## Objetivo del ejercicio
Cita completo y sin cambios el fragmento que sigue sobre Penzotti y Juan Ritchie.

## Fragmento de página
Al narrar sus viajes por Bolivia y su llegada a la ciudad de Sucre, Penzotti describe sus encuentros con dos niños indios a quienes tiene oportunidad de explicar su mensaje de salvación personal por fe en Cristo. Los niños empiezan a hacerse propagandistas de las Biblias a su manera y Penzotti cuenta que cierta noche se arrodilló a orar por el resultado de su trabajo de ese día:

Estaba por terminar cuando repentinamente la puerta fue abierta desde afuera, sin ceremonia alguna y una mujer bañada en lágrimas, penetró gritando –«¿Hay salvación para mí?». Era la madre de los dos indiecitos. La hice sentar al tiempo que le decía –«Sí, doña Carmen, hay salvación para usted.» Pero ella insistió: «Ah, pero es que usted no me conoce. ¡Yo soy una gran pecadora!» Con paciencia y dulzura le expliqué que Cristo vino al mundo justamente para «salvar a los pecadores» y que los que no se salvan son únicamente los que no quieren reconocerse pecadores o los que reconociéndose como tales, buscan salvación en alguna otra persona o cosa que en Cristo. El resultado fue que aquel hogar, si tal nombre pudiera darse a la miserable chocita en que vivían los tres indios, se convirtió en algo que hacía alegrar a los ángeles. Allí Cristo se hizo dueño y Señor de cada uno de aquellos sencillos corazones, y por consiguiente resplandeció la luz y reinó la paz que Dios da a la conciencia del perdonado, y el testimonio que el Espíritu Santo da al alma salvada. Aquel rancho fue desde entonces un foco de luz. No digo que eran teólogos que podían enseñar las profundidades de las Escrituras a sus vecinos, pero sí podían darles testimonio del poder que Cristo tiene para salvar al que le acepta y para transformar por completo sus vidas.11

Cristología de un misionero independiente

Representante típico de los misioneros protestantes de juntas «independientes»12 fue Juan Ritchie (1878-1952). Empezó sus labores en el Perú bajo los auspicios de la Misión al Perú Interior13 y más tarde con la Unión Evangélica de Sudamérica. Sus esfuerzos de evangelización personal de casa en casa, de pueblo en pueblo, y por medio de la literatura se unieron a los de pequeños núcleos de evangélicos que ya existían, culminando en la formación de la Iglesia Evangélica Peruana, una de las más extendidas en el Perú actual. Más tarde trabajó con la Sociedad Bíblica Americana en el área andina y del Pacífico, y dedicó tiempo a las actividades ecuménicas a nivel continental y a la reflexión sobre metodologías misioneras. Sus prácticas y énfasis en la labor misionera siguieron principios que han quedado plasmados en dos de sus libros.14 Ritchie fue una de las voces más articuladas de su tiempo, especialmente en centenares de artículos y editoriales que preparó para las dos revistas que fundó y difundió ampliamente: El Heraldo y Renacimiento. Del examen de este caudal de periodismo evangélico podemos colegir los rasgos más destacados de su cristología.

## Listado
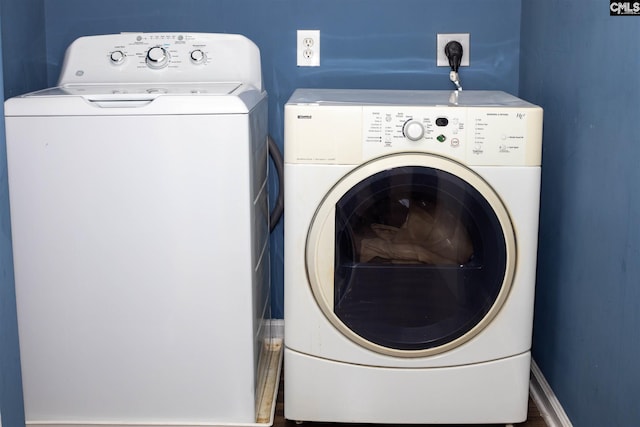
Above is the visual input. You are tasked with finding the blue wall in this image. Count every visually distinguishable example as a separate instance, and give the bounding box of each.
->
[520,0,640,427]
[0,0,46,427]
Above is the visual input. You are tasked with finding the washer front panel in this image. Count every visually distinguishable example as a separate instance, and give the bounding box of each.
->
[306,153,516,357]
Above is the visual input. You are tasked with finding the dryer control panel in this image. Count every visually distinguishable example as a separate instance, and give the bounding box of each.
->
[285,89,542,166]
[362,106,535,165]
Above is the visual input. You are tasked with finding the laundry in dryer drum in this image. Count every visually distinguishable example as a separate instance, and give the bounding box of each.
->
[360,203,473,265]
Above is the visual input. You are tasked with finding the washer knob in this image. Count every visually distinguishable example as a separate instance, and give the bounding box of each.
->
[109,50,126,65]
[191,49,205,64]
[402,120,424,141]
[147,46,169,70]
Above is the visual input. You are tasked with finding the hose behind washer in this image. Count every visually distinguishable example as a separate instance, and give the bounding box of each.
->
[267,135,284,232]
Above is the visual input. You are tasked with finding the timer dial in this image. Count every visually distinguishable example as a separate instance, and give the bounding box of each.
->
[146,46,169,70]
[191,49,205,64]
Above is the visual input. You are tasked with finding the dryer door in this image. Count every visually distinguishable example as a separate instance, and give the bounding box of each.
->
[306,153,516,357]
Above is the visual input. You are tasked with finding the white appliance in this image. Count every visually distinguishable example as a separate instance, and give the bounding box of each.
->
[5,33,271,426]
[285,89,542,424]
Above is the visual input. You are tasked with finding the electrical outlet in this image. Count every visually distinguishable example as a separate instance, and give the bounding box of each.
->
[296,30,320,67]
[436,33,470,67]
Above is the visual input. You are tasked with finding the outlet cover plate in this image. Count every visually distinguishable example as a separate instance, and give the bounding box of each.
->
[436,33,470,67]
[296,30,320,67]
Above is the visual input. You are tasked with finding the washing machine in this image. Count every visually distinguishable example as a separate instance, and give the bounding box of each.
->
[5,33,272,426]
[284,89,543,424]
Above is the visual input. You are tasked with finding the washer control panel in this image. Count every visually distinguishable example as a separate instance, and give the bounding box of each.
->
[58,33,262,89]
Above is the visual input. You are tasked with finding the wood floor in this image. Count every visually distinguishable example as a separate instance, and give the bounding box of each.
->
[273,371,547,427]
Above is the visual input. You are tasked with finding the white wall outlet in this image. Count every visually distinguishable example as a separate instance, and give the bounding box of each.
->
[436,33,470,67]
[296,30,320,67]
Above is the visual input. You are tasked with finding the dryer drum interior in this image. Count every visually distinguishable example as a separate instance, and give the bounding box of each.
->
[304,157,513,356]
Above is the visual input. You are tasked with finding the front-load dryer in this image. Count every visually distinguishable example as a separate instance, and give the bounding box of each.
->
[285,89,542,424]
[5,33,271,427]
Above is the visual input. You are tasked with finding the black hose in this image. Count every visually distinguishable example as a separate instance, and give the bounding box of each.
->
[267,135,284,232]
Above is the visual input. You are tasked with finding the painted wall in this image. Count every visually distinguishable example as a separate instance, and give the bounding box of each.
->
[520,0,640,427]
[0,0,521,426]
[0,0,47,98]
[0,0,46,426]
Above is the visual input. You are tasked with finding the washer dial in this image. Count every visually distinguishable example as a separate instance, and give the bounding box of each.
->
[190,49,206,64]
[146,46,169,70]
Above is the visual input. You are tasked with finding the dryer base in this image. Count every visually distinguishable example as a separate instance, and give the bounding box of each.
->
[284,348,531,424]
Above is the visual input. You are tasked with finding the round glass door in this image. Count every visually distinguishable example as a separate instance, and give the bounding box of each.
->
[306,153,515,357]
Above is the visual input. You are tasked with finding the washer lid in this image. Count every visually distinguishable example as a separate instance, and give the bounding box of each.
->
[25,82,241,101]
[5,82,266,117]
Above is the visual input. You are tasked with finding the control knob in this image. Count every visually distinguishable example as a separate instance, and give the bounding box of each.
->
[191,49,206,64]
[109,50,126,65]
[402,119,424,141]
[146,46,169,70]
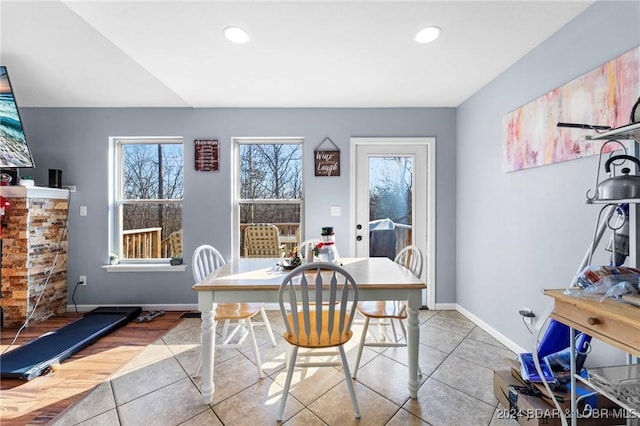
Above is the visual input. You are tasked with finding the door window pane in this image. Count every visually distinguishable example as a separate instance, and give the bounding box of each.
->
[369,157,414,259]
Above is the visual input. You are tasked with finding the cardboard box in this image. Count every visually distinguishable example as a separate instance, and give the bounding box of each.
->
[493,370,626,426]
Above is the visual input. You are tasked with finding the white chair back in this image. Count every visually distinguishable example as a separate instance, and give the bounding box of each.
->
[394,245,424,278]
[191,244,227,283]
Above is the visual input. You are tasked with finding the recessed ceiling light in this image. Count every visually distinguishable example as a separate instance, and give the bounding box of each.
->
[414,27,442,43]
[223,27,251,44]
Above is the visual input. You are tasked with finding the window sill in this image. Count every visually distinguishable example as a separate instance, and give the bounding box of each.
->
[102,263,187,272]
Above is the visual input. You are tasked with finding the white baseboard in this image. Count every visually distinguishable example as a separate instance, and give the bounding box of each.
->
[436,303,458,311]
[456,305,529,354]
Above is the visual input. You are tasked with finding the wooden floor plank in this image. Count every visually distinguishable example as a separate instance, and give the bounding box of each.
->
[0,312,183,426]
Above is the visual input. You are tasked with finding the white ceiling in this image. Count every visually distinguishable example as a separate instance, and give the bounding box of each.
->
[0,0,593,108]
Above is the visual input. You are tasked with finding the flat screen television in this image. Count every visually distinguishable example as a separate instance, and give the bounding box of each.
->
[0,66,35,168]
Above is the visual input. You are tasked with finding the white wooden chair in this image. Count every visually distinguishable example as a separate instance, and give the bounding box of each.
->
[352,245,424,379]
[277,262,360,422]
[192,244,276,378]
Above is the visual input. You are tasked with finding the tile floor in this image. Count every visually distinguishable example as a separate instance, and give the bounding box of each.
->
[53,311,517,426]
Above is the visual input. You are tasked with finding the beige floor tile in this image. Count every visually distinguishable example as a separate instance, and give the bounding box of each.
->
[275,367,346,405]
[358,355,425,407]
[114,339,173,377]
[403,379,495,426]
[72,408,120,426]
[54,310,517,426]
[213,378,304,426]
[51,382,117,426]
[111,357,187,405]
[118,378,209,426]
[423,311,475,337]
[451,339,516,370]
[307,381,400,426]
[194,354,267,405]
[489,405,519,426]
[431,355,498,406]
[180,407,222,426]
[420,320,465,353]
[283,408,326,426]
[469,327,508,350]
[372,336,449,378]
[385,408,431,426]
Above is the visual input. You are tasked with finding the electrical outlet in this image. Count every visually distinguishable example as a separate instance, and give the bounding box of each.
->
[518,306,536,325]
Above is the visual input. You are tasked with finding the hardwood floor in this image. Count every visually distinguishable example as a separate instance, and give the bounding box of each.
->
[0,312,183,426]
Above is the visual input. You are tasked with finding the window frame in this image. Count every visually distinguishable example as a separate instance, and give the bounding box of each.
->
[106,136,186,266]
[231,137,305,258]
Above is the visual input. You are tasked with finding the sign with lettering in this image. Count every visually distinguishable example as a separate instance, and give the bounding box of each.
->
[313,138,340,176]
[313,151,340,176]
[194,139,220,172]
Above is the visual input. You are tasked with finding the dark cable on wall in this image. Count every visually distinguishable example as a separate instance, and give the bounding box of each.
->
[2,189,72,354]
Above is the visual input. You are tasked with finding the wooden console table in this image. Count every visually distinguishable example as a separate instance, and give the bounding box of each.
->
[544,289,640,425]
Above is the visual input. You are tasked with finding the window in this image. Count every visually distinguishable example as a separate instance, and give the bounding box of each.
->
[112,138,184,263]
[234,139,303,256]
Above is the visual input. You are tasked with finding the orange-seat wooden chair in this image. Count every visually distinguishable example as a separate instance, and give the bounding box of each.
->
[277,262,360,421]
[192,244,276,378]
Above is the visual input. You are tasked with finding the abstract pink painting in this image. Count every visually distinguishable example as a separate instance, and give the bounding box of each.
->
[502,47,640,172]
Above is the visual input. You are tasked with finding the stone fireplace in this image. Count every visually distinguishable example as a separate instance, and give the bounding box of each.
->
[0,186,69,327]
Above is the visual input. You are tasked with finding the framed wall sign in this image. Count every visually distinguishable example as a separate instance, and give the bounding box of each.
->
[313,138,340,176]
[194,139,220,172]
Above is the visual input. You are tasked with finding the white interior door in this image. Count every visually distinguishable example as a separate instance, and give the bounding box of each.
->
[350,138,435,309]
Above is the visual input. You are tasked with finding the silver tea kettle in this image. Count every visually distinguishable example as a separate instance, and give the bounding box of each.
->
[597,155,640,201]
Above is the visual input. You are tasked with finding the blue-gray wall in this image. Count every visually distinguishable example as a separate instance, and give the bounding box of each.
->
[12,1,640,358]
[21,108,456,305]
[456,1,640,362]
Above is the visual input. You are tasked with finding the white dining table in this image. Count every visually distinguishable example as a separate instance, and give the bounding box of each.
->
[193,257,427,404]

## Resultado
Al narrar sus viajes por Bolivia y su llegada a la ciudad de Sucre, Penzotti describe sus encuentros con dos niños indios a quienes tiene oportunidad de explicar su mensaje de salvación personal por fe en Cristo. Los niños empiezan a hacerse propagandistas de las Biblias a su manera y Penzotti cuenta que cierta noche se arrodilló a orar por el resultado de su trabajo de ese día:

Estaba por terminar cuando repentinamente la puerta fue abierta desde afuera, sin ceremonia alguna y una mujer bañada en lágrimas, penetró gritando –«¿Hay salvación para mí?». Era la madre de los dos indiecitos. La hice sentar al tiempo que le decía –«Sí, doña Carmen, hay salvación para usted.» Pero ella insistió: «Ah, pero es que usted no me conoce. ¡Yo soy una gran pecadora!» Con paciencia y dulzura le expliqué que Cristo vino al mundo justamente para «salvar a los pecadores» y que los que no se salvan son únicamente los que no quieren reconocerse pecadores o los que reconociéndose como tales, buscan salvación en alguna otra persona o cosa que en Cristo. El resultado fue que aquel hogar, si tal nombre pudiera darse a la miserable chocita en que vivían los tres indios, se convirtió en algo que hacía alegrar a los ángeles. Allí Cristo se hizo dueño y Señor de cada uno de aquellos sencillos corazones, y por consiguiente resplandeció la luz y reinó la paz que Dios da a la conciencia del perdonado, y el testimonio que el Espíritu Santo da al alma salvada. Aquel rancho fue desde entonces un foco de luz. No digo que eran teólogos que podían enseñar las profundidades de las Escrituras a sus vecinos, pero sí podían darles testimonio del poder que Cristo tiene para salvar al que le acepta y para transformar por completo sus vidas.11

Cristología de un misionero independiente

Representante típico de los misioneros protestantes de juntas «independientes»12 fue Juan Ritchie (1878-1952). Empezó sus labores en el Perú bajo los auspicios de la Misión al Perú Interior13 y más tarde con la Unión Evangélica de Sudamérica. Sus esfuerzos de evangelización personal de casa en casa, de pueblo en pueblo, y por medio de la literatura se unieron a los de pequeños núcleos de evangélicos que ya existían, culminando en la formación de la Iglesia Evangélica Peruana, una de las más extendidas en el Perú actual. Más tarde trabajó con la Sociedad Bíblica Americana en el área andina y del Pacífico, y dedicó tiempo a las actividades ecuménicas a nivel continental y a la reflexión sobre metodologías misioneras. Sus prácticas y énfasis en la labor misionera siguieron principios que han quedado plasmados en dos de sus libros.14 Ritchie fue una de las voces más articuladas de su tiempo, especialmente en centenares de artículos y editoriales que preparó para las dos revistas que fundó y difundió ampliamente: El Heraldo y Renacimiento. Del examen de este caudal de periodismo evangélico podemos colegir los rasgos más destacados de su cristología.